[Your assignment]
Could you please return each line of the data that has the word "below"?
** Material for the task follows **
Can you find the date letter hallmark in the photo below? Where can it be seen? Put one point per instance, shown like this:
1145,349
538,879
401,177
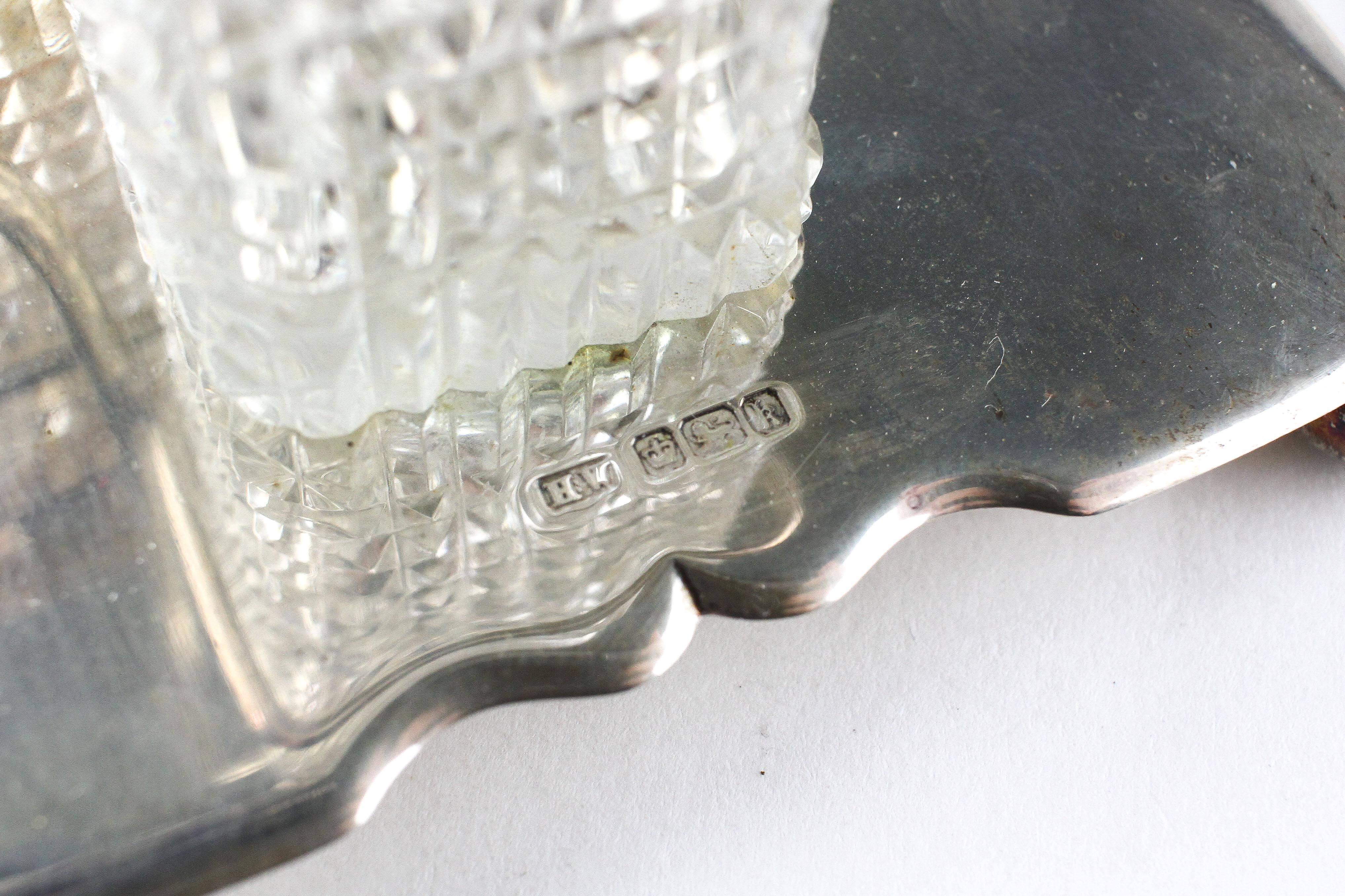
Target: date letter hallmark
766,413
579,486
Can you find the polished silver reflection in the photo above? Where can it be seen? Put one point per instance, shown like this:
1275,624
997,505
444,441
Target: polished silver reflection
1035,279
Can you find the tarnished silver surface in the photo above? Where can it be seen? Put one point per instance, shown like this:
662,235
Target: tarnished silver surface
1065,253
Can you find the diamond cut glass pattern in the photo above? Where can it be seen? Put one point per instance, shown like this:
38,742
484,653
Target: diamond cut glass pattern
357,205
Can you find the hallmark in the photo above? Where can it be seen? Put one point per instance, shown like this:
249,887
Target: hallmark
579,486
659,452
713,432
766,412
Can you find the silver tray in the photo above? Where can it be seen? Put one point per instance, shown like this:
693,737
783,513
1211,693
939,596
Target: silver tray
1065,253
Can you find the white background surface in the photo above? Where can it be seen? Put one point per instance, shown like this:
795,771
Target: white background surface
1142,703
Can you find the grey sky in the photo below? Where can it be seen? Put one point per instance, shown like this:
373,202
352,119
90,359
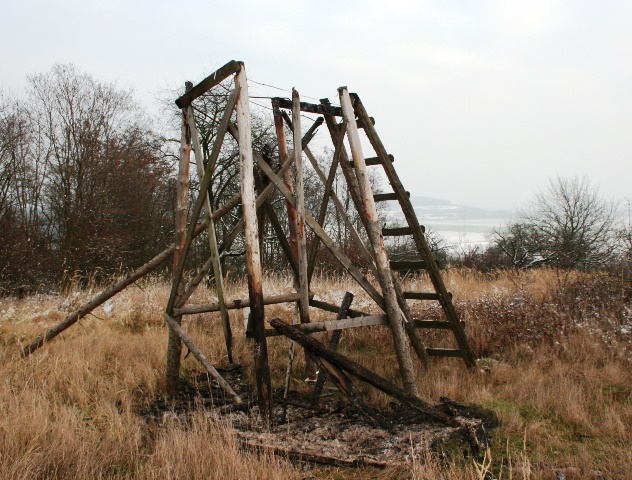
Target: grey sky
480,102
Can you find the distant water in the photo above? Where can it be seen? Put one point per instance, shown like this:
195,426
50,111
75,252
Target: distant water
461,226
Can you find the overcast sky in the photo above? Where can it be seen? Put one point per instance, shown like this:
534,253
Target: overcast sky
** End of Material for the task **
[Task output]
Can you find the date letter hallmark in the photo below? Where can it be seen? Put one point per instance, shown like this:
Can you find the grey sky in the photo below? Where can it be seen? Put one point per instance, shown like this:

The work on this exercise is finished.